** DATA PROVIDED follows **

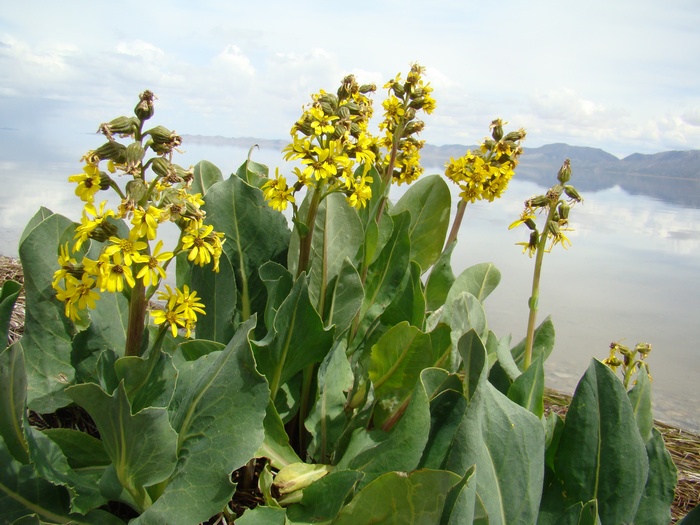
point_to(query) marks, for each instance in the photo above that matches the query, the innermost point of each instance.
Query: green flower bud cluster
(556, 203)
(401, 125)
(630, 359)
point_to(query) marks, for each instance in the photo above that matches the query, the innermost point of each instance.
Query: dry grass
(683, 445)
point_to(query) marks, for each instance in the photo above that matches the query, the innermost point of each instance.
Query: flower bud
(515, 135)
(134, 154)
(144, 109)
(564, 174)
(572, 193)
(112, 151)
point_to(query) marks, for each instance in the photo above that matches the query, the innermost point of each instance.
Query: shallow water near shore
(631, 275)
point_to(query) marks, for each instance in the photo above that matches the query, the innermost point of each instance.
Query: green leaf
(461, 501)
(148, 382)
(428, 201)
(255, 234)
(384, 276)
(528, 389)
(262, 515)
(344, 297)
(252, 172)
(601, 454)
(275, 446)
(440, 279)
(401, 499)
(506, 443)
(655, 505)
(376, 452)
(640, 397)
(13, 397)
(206, 175)
(9, 291)
(298, 339)
(24, 493)
(409, 304)
(337, 234)
(47, 332)
(471, 349)
(81, 450)
(52, 465)
(219, 423)
(543, 343)
(142, 446)
(479, 280)
(328, 418)
(217, 291)
(323, 499)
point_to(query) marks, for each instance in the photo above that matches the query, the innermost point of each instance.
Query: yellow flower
(196, 241)
(146, 222)
(88, 182)
(90, 225)
(124, 249)
(78, 295)
(152, 271)
(114, 275)
(277, 193)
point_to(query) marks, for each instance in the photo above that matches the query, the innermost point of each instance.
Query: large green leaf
(344, 297)
(479, 280)
(9, 291)
(219, 422)
(640, 397)
(601, 454)
(13, 397)
(142, 446)
(336, 236)
(206, 175)
(440, 279)
(255, 234)
(400, 499)
(655, 505)
(428, 201)
(328, 418)
(323, 499)
(24, 493)
(217, 291)
(52, 465)
(384, 276)
(47, 332)
(528, 389)
(376, 452)
(506, 443)
(298, 339)
(542, 346)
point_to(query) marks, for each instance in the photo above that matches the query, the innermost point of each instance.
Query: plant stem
(305, 240)
(461, 207)
(534, 297)
(137, 312)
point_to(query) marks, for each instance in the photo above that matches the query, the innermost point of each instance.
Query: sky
(621, 75)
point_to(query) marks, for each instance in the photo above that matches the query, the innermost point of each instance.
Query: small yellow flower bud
(144, 109)
(564, 174)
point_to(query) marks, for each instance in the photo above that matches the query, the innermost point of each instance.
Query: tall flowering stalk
(556, 203)
(135, 263)
(484, 174)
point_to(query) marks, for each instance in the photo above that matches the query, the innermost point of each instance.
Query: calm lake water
(632, 274)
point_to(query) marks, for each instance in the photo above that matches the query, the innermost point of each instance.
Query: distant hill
(671, 176)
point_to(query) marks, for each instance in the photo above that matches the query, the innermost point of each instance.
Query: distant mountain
(671, 176)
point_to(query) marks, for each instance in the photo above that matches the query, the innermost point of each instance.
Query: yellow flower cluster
(485, 174)
(129, 261)
(400, 124)
(328, 140)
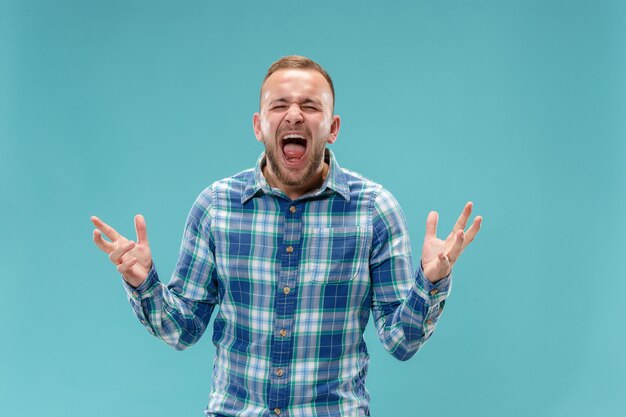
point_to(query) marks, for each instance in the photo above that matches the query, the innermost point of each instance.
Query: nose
(294, 115)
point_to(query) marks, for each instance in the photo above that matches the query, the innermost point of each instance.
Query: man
(296, 252)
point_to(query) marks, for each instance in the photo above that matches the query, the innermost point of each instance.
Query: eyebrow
(304, 101)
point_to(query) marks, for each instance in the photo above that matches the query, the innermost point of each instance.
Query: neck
(296, 191)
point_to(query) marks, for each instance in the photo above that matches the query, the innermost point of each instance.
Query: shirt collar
(335, 180)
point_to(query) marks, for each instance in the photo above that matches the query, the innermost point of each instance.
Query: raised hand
(439, 256)
(133, 259)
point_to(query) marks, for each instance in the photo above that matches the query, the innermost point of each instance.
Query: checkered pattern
(295, 282)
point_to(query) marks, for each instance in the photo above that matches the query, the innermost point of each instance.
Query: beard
(309, 172)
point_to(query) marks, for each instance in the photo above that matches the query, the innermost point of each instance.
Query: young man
(296, 252)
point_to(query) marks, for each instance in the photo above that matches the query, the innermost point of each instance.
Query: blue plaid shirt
(295, 281)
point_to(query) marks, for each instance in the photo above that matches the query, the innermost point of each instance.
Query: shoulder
(362, 186)
(219, 191)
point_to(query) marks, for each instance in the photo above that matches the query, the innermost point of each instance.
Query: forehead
(296, 84)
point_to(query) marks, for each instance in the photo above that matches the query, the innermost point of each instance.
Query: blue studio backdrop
(122, 107)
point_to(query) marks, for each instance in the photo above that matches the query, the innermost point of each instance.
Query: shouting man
(296, 252)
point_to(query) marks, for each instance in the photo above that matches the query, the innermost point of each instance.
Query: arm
(179, 312)
(407, 306)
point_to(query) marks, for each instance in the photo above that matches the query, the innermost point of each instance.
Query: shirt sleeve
(405, 305)
(179, 312)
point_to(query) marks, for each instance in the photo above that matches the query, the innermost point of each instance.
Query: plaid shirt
(295, 281)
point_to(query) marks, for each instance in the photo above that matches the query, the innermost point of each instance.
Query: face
(295, 123)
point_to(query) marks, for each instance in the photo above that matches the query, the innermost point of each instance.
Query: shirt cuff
(146, 289)
(434, 292)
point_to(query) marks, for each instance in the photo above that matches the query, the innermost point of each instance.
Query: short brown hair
(298, 62)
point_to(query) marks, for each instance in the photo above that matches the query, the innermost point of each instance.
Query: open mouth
(294, 147)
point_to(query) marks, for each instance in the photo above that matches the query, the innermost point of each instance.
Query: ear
(256, 124)
(334, 130)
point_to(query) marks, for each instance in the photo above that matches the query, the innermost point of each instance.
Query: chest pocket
(335, 254)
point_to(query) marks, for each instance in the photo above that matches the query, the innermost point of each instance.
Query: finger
(462, 220)
(106, 247)
(142, 230)
(431, 224)
(108, 231)
(116, 255)
(473, 230)
(443, 264)
(125, 266)
(457, 246)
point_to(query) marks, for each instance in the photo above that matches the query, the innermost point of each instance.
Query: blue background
(122, 107)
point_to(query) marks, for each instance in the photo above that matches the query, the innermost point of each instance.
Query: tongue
(293, 150)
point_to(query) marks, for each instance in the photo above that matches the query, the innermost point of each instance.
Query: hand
(133, 260)
(439, 256)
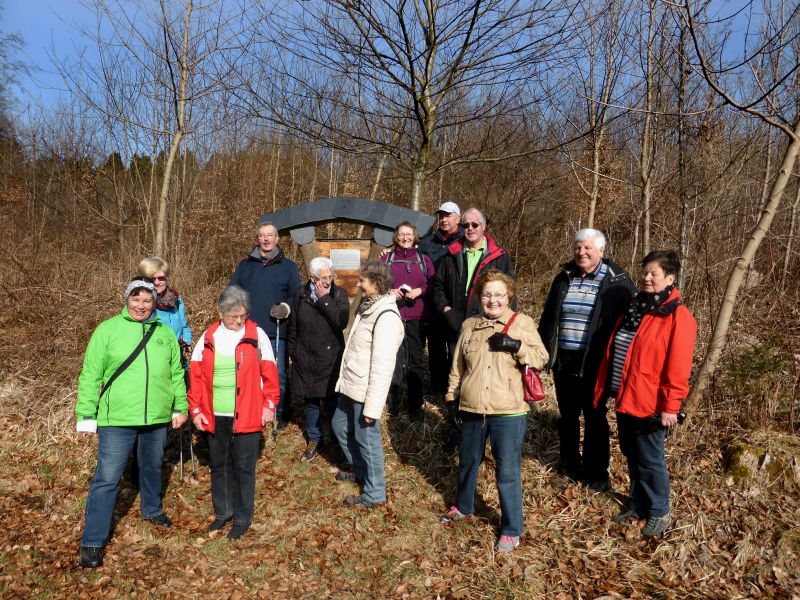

** End of DATA PROVIDED **

» **WHAT YOU NEED TO DO**:
Reproduce the data verbatim and omit each image.

» **ANSWER BELOW**:
point_to(query) marks, for each instance in the photo above that matches the query, the innermost point of each instance.
Query: green flower bud cluster
(556, 203)
(401, 125)
(630, 359)
point_to(query) marks, for each instance in the photo above that matches the query, the innermost point of each instance.
Query: dry grass
(683, 445)
point_to(query) marks, for each instance in the photo above that matches the query, the innermost point of each instance.
Query: flower bud
(515, 135)
(134, 154)
(144, 109)
(564, 174)
(572, 193)
(112, 151)
point_to(query) marks, for each instance in the photo above that matches the query, the innermost point of each instance.
Query: shallow water near shore
(631, 275)
point_to(query) marks, for each instance in the photo above that matches the query, the innermost point of each instance.
Query: green leaf
(461, 501)
(148, 382)
(428, 201)
(255, 234)
(384, 276)
(528, 389)
(262, 515)
(344, 297)
(252, 172)
(601, 454)
(275, 446)
(440, 279)
(401, 499)
(506, 443)
(655, 505)
(376, 452)
(640, 397)
(13, 397)
(206, 175)
(9, 291)
(298, 339)
(24, 493)
(409, 304)
(337, 234)
(47, 332)
(471, 349)
(81, 450)
(52, 465)
(219, 423)
(543, 343)
(142, 446)
(479, 280)
(328, 418)
(217, 291)
(323, 499)
point_to(query) marks, for each instance in the photo above that matches the query, the innermost point of each instance.
Query: yellow flower
(196, 241)
(146, 222)
(88, 182)
(90, 225)
(124, 249)
(78, 295)
(152, 271)
(114, 275)
(277, 193)
point_to(query) marks, for each instance in the photo above that matches the query, the innermost point of each instance.
Query: large green leaf
(344, 297)
(479, 280)
(9, 291)
(219, 422)
(640, 397)
(601, 454)
(13, 397)
(142, 446)
(336, 236)
(206, 175)
(440, 279)
(255, 234)
(400, 499)
(655, 505)
(428, 201)
(328, 418)
(323, 499)
(24, 493)
(217, 291)
(52, 465)
(384, 276)
(47, 332)
(528, 389)
(376, 452)
(506, 443)
(298, 339)
(542, 346)
point_to(query) marks, for each instance in the photo above that matches the query, the innermost point of each instance.
Query: plant stem
(305, 240)
(461, 207)
(534, 297)
(137, 312)
point_to(query) marks, for each instance in the photo above that matches the query, the innermost point of each instance.
Query: sky
(621, 75)
point_to(query) marks, for each instance in the photo above that matches the query, the innermost point of each instance.
Query: small yellow flower bud
(144, 109)
(564, 174)
point_to(query) marks, for each instance in the photo above that matches the query, the innermost point of each instance.
Query: tall flowering stalk
(556, 203)
(135, 263)
(484, 174)
point_to(query) marks, for each instance in the photo above that matches the query, the innermost point of each instance.
Query: calm lake water
(632, 274)
point_to(query) marks, for each instance in the photo above that matches the query, the innermost point of each instance.
Query: distant hill
(671, 176)
point_to(query) marks, for each instance in the photo above that matches the query, the innermost point of each instance.
Query: distant mountain
(671, 176)
point_to(query) marks, for each instance in the photo above that matches the query, the innermost point of each instance.
Query: yellow flower cluster
(485, 174)
(129, 261)
(400, 124)
(328, 140)
point_to(query) marks, for each instance in the photo above that matches the query, the innermost point of each instance.
Query: nose
(294, 115)
point_to(query) marks, for each instance in the photo above that matches the query, the innermost point of each instance.
Query: man
(296, 252)
point_to(query) marks, for each instance in the photo above that matches the query, the innermost point of each instance.
Query: eyebrow
(304, 101)
point_to(query) marks, for each instance in the photo above that matches the query, the innermost point of each instance.
Query: neck
(296, 191)
point_to(query) marks, for each instance in the photo above that matches the query, the innermost point of each instance.
Query: shirt collar
(335, 180)
point_to(query) marks, for each instance in the photo above that matches the query, the innermost point of each instance.
Query: raised hand
(439, 256)
(133, 259)
point_to(query) marks, for each instance in the photo above that matches the query, the innermost point of each instance.
Query: checkered pattern
(295, 282)
point_to(query) marks, for each instance in the photo above that matches the query, the innermost point of each instance.
Query: beard
(309, 172)
point_to(query) marks, for each instance in the photo above that matches the query, the innermost point of each instance.
Query: young man
(296, 252)
point_to(query) marks, for each instance in the photo above that matches the query, the innermost point of each instance.
Query: blue plaid shirt
(295, 281)
point_to(query) marks, for each instance in the photo above that matches the query, the innermost point of each instance.
Query: shoulder
(362, 186)
(219, 191)
point_to(query) marks, for each instance in the photo above that matches the query, the innermost point of each instance.
Query: forehead
(296, 84)
point_to(query) marks, for each instance in the photo above that matches the query, the innermost point of each instance.
Query: blue studio backdrop
(122, 107)
point_to(query) marks, for each instance in the photo above that matches the query, the innermost point of each instance.
Query: shouting man
(296, 252)
point_to(query) marks, for each instance in the photo above that matches the query, the innermost point of each instance.
Query: arm
(179, 312)
(407, 306)
point_to(query) marks, for each instance in the photo above that matches the query, the innermost point of each instance.
Query: shirt sleeve
(405, 305)
(179, 312)
point_to(query) marks, for each instance in the photo above that matches the query, the innermost point of each instance.
Query: plaid shirt
(295, 281)
point_to(query) marks, for each instance in the photo above that matches the query, the innermost point of each instance.
Query: face
(295, 123)
point_to(query) marks, for each instance in the photo above that matches the query, the innermost point of each instance.
Query: shirt cuff
(146, 289)
(434, 292)
point_to(query) marks, for each instance in the photo above that matches the query, the innermost point of each instance.
Query: short brown hair
(298, 62)
point_to(query) marks, for each instance in the photo above that matches the query, the innermost point of each instance.
Query: open mouth
(294, 147)
point_to(query) marks, for each instance in the photo above that matches the query, the innermost point of each instance.
Query: ear
(256, 124)
(334, 130)
point_to(query) marks, for each instance in the photo above that matches the query, the innermost point of each instance.
Query: chest pocket
(335, 254)
point_to(query) marks, for each instance in the photo above that matches the query, the innermost point of each instance.
Query: finger
(462, 220)
(106, 247)
(142, 230)
(431, 224)
(108, 231)
(116, 255)
(473, 230)
(443, 264)
(125, 266)
(457, 246)
point_to(query) marks, for each instance in the photo above that matches the query, the innermost point of each instance.
Query: blue background
(122, 107)
point_to(query) marks, for each instance in the photo above that matches the query, the innermost point of each instance.
Query: tongue
(293, 150)
point_to(query) marks, for each instance in the photo above that matches the query, the innermost point of each instance.
Query: hand
(133, 260)
(439, 256)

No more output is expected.